**TEXT TO READ**
━━━━━━━━━━━━━━━━━━━━

4. Encoding and Decoding in JavaScript#

Short description:

It does a lot of things that you would never think about because some characters are invisible so they don't take up any space at all. What we want to do in JavaScript is to get from strings to byte sequences. Buffer is very much a legacy API in Node, and there are Web API standard replacements. Encoding things is easy enough with text encoder instances, and decoding has interesting configurability options like fatal faults and the stream true flag.

It does a lot of things that you would never think about because some characters are invisible so they don't take up any space at all, all that stuff. There's always an npm package for what you actually want.

All right, so let's go back to the basics here. What we want to do, and what we want to do in JavaScript, is we want to get from strings to byte sequences. If you're used to Node.js, you might say, I'm just using Buffer, that's how I do things. That's fine, but I'm not going to care about that because in my eyes, Buffer is very much a legacy API in Node. There's Web API standard replacements for a lot of things in the Buffer API, and so there's no real reason to use it anymore.

Encoding things is easy enough. You can create text encoder instances, which they only allow UTF-8. That is a limitation to some degree, but also for the most part, you don't want to use anything else, so easy enough. Then, for decoding. Things get a bit more tricky. If I pass the UN8 array that it just got as output from the previous step, it decodes it again, works perfectly, but the API does have some interesting configurability that you might want to know about. So first of all, TextDecoder actually understands multiple character encodings. For the most part, you're not going to care about that, but it does, and that can be handy sometimes.

There's a fatal boolean option when creating one. The semantics of that are that you are decoding data, and that data may or may not be valid. And you have to handle errors somehow. You have to think about what you do. Two options that are pretty standard are presented here. One is either you do fatal faults, which means you're just taking into account replacement characters, like the one on the title slide of the talk which unfortunately didn't make it into the schedule because somebody thought it was an encoding error. I think that's pretty funny. If you use fatal true, then encoding errors will actually result in an exception when you call decode. Sometimes that's what you want because you actually want valid input and don't want to accept the fact that you're, well, losing data because it might be corrupted. And then there's the stream true flag, which is best explained by an example. So I hope that's big enough on the screen. So you have two chunks of data that logically come from the same source and you want to decode them from UTF-8. And what happens is that you can't because this happens to be a character that's split across two chunks. That happens sometimes, for example, when you're doing network I-O, you might not get data chunks from the network that are neatly aligned to your characters because it's just a byte stream, TCP doesn't care about where your chunk boundaries are. It just gives you bytes as they come in.

━━━━━━━━━━━━━━━━━━━━

**EXERCISE**
Please write what comes next in the transcript on encoding and decoding in JavaScript, picking up right after its final sentence.

Extracted data
━━━━━━━━━━━━━━━━━━━━

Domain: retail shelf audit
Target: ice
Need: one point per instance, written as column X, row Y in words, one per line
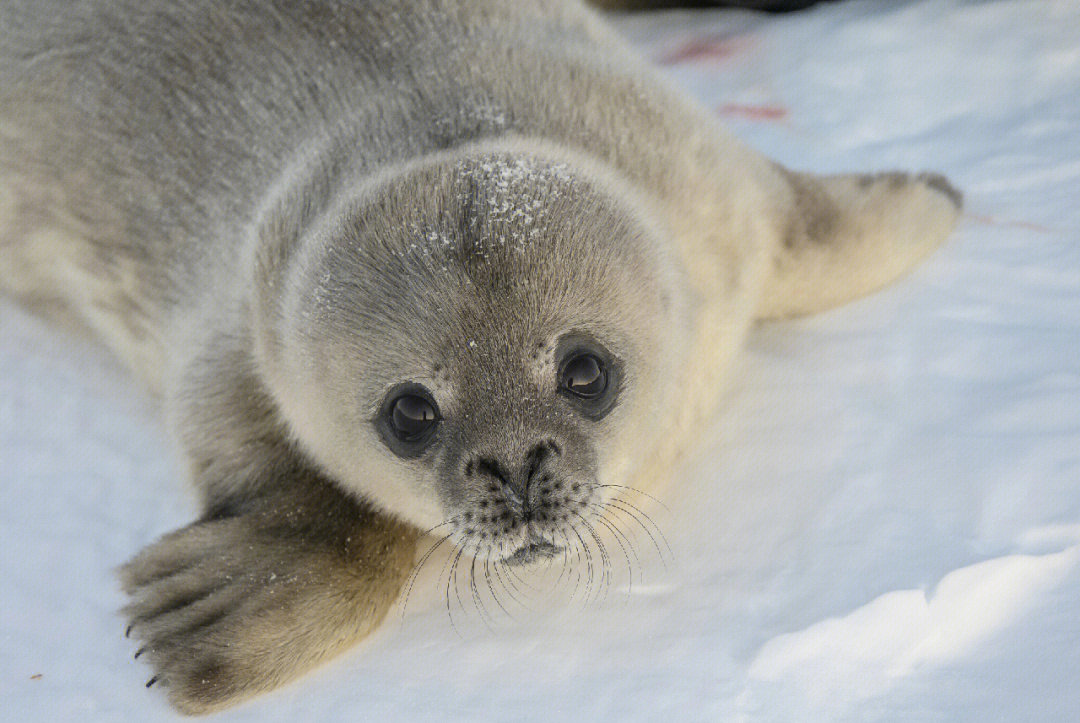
column 885, row 520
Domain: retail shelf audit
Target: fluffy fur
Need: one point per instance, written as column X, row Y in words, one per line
column 275, row 211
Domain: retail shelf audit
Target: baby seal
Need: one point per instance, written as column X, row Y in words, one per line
column 391, row 266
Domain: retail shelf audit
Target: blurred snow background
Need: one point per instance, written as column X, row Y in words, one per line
column 885, row 523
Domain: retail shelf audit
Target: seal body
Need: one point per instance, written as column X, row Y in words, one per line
column 396, row 266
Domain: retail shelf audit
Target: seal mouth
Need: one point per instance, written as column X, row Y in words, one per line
column 531, row 552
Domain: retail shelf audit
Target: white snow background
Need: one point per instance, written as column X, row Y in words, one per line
column 885, row 523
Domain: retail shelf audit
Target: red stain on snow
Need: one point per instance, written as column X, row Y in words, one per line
column 753, row 112
column 994, row 221
column 698, row 50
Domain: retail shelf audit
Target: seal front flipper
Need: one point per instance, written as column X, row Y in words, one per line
column 240, row 602
column 846, row 236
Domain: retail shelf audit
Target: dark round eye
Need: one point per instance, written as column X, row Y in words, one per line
column 584, row 376
column 413, row 417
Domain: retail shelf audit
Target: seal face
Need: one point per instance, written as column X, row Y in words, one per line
column 495, row 334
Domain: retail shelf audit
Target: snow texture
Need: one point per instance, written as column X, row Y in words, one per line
column 885, row 523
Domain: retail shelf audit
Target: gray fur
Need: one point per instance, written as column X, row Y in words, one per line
column 275, row 211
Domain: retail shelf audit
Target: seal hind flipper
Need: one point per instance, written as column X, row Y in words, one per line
column 847, row 236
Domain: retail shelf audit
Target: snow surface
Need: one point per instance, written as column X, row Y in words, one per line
column 885, row 523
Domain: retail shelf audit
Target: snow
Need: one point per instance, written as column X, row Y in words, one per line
column 883, row 523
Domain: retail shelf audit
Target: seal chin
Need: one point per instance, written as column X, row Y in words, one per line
column 531, row 552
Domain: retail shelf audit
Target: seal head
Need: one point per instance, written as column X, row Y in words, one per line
column 483, row 340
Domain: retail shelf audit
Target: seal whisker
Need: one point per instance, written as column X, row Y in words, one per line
column 636, row 514
column 416, row 572
column 634, row 490
column 605, row 580
column 477, row 600
column 618, row 536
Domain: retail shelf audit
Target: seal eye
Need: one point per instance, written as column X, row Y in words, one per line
column 584, row 376
column 407, row 419
column 413, row 417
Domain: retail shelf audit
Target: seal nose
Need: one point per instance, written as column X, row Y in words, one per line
column 515, row 481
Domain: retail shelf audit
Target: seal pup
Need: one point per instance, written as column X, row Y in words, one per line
column 392, row 266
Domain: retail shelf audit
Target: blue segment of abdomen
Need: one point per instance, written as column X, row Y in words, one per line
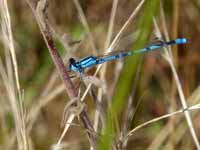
column 88, row 62
column 113, row 57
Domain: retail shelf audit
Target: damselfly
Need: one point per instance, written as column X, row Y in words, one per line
column 90, row 61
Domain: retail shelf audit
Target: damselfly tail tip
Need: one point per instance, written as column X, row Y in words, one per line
column 181, row 41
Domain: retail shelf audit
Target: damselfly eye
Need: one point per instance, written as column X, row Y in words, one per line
column 72, row 61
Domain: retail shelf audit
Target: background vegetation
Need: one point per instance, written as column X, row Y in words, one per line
column 124, row 95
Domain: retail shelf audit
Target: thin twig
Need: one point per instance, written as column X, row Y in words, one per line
column 40, row 12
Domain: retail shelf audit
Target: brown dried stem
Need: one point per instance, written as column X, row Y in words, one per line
column 39, row 10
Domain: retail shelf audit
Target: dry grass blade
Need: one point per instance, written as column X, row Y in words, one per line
column 168, row 56
column 160, row 118
column 11, row 88
column 99, row 67
column 85, row 24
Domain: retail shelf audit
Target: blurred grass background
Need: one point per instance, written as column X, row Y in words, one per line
column 156, row 92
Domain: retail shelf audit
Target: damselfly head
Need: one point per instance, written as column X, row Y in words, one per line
column 72, row 61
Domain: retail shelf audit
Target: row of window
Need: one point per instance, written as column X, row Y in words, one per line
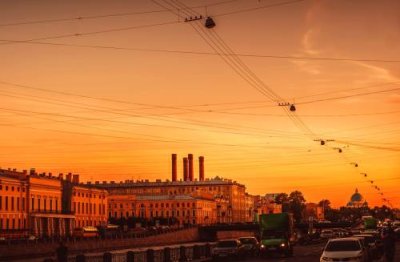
column 84, row 223
column 44, row 205
column 133, row 205
column 12, row 188
column 88, row 208
column 13, row 223
column 89, row 195
column 154, row 214
column 12, row 203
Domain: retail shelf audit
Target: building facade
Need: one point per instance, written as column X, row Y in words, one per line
column 13, row 205
column 88, row 204
column 46, row 206
column 176, row 209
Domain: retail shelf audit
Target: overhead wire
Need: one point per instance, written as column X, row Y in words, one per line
column 295, row 118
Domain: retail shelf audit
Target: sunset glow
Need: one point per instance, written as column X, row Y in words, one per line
column 110, row 89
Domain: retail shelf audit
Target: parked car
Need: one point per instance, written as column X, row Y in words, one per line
column 344, row 249
column 229, row 249
column 369, row 249
column 250, row 245
column 375, row 245
column 327, row 233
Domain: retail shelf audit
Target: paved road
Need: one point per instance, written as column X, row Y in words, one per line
column 309, row 253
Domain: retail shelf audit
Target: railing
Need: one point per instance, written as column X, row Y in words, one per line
column 167, row 254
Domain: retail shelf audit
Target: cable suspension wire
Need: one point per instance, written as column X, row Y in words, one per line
column 119, row 29
column 111, row 15
column 188, row 52
column 294, row 117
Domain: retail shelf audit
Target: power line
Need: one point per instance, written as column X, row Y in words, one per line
column 348, row 96
column 93, row 32
column 81, row 18
column 188, row 52
column 259, row 8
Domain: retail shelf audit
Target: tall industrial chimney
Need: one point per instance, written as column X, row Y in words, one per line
column 185, row 169
column 201, row 168
column 190, row 159
column 174, row 169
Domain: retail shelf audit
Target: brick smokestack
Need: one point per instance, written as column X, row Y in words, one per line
column 190, row 159
column 75, row 179
column 174, row 168
column 201, row 168
column 185, row 169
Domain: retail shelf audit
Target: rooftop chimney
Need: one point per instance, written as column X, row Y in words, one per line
column 190, row 159
column 201, row 168
column 75, row 179
column 185, row 169
column 174, row 168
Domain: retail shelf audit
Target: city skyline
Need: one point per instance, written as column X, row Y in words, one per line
column 111, row 90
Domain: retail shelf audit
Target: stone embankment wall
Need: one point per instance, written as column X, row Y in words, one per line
column 32, row 250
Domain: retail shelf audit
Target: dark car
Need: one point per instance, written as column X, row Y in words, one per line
column 228, row 249
column 374, row 244
column 250, row 245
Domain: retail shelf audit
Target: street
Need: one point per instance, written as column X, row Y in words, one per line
column 308, row 254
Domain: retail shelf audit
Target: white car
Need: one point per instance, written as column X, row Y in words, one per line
column 327, row 233
column 344, row 249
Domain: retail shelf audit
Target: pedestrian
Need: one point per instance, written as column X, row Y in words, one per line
column 389, row 245
column 62, row 252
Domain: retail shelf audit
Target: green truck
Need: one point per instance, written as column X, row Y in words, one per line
column 276, row 234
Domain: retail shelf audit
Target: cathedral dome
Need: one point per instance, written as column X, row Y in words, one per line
column 357, row 200
column 356, row 197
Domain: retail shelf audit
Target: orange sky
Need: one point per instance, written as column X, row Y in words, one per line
column 157, row 103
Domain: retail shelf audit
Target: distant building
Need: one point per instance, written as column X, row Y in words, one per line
column 178, row 209
column 31, row 204
column 232, row 203
column 266, row 205
column 88, row 204
column 313, row 211
column 47, row 206
column 357, row 201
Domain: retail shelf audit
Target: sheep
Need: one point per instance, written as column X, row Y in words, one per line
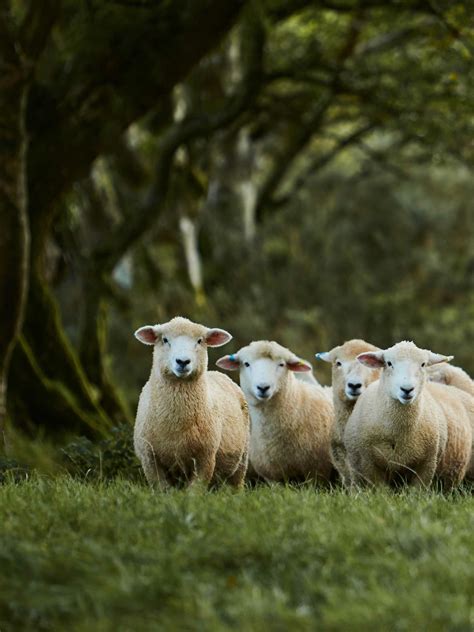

━━━━━━━━━━━━━━━━━━━━

**TASK OUTPUT**
5. Text Decoder and Node.js Bugs#

Short description:

And that is where this flag comes into play. You pass it to every call but the last one if you're decoding a stream of data and the text decoder instance keeps in mind which partial characters it had already seen. So it has a window of which are the last bytes that I saw, and it just is smart and keeps in mind what you already passed to it. People get this wrong all the time in Node. There's a bug in the Node.js documentation where chunks might not be neatly aligned to character boundaries. Luckily, this is something that's pretty easy to fix. Node.js streams have the setEncoding property where you can just tell it to decode incoming data using this encoding. Another Node.js bug is the hash function that sometimes produces unexpected results.

And that is where this flag comes into play. You pass it to every call but the last one if you're decoding a stream of data and the text decoder instance keeps in mind which partial characters it had already seen. So it has a window of which are the last bytes that I saw, and it just is smart and keeps in mind what you already passed to it.

And so this is one of my very, very big pet peeves. People get this wrong all the time in Node. And I get why. So this is from the actual official Node.js documentation. And there's a bug in there, very much what I just described, which is that, you know, you have this common pattern where you define data to be a string. And then you have a screen, and you do attach an onData listener. And that listener, it appends the chunk to that data string. And what that does under the hood is there's a lot of implicit details here. Adding something to a string converts it to a string. Chunk in this case is Node.js buffer. Calling toString on a Node.js buffer transforms it, decodes it from UTF-8 by default. That's all implicitly happening here. But it suffers from the problem I just described, where like, you know, chunks might not be neatly aligned to character boundaries.

Luckily, this is something that's pretty easy to fix. So like, let's go to the Node.js documentation and open a pull request. So it's a pretty easy one-line fix. Node.js streams have the setEncoding property where you can just tell it to, like, you know, hey, decode incoming data using this encoding. And then it's going to do the exact same thing that I just described using TextDecoder, where it keeps in mind which characters it has already seen. And that's a live pull request. All right. And it uses the same thing under the hood in Node.js, actually, like TextDecoder and this setEncoding thing.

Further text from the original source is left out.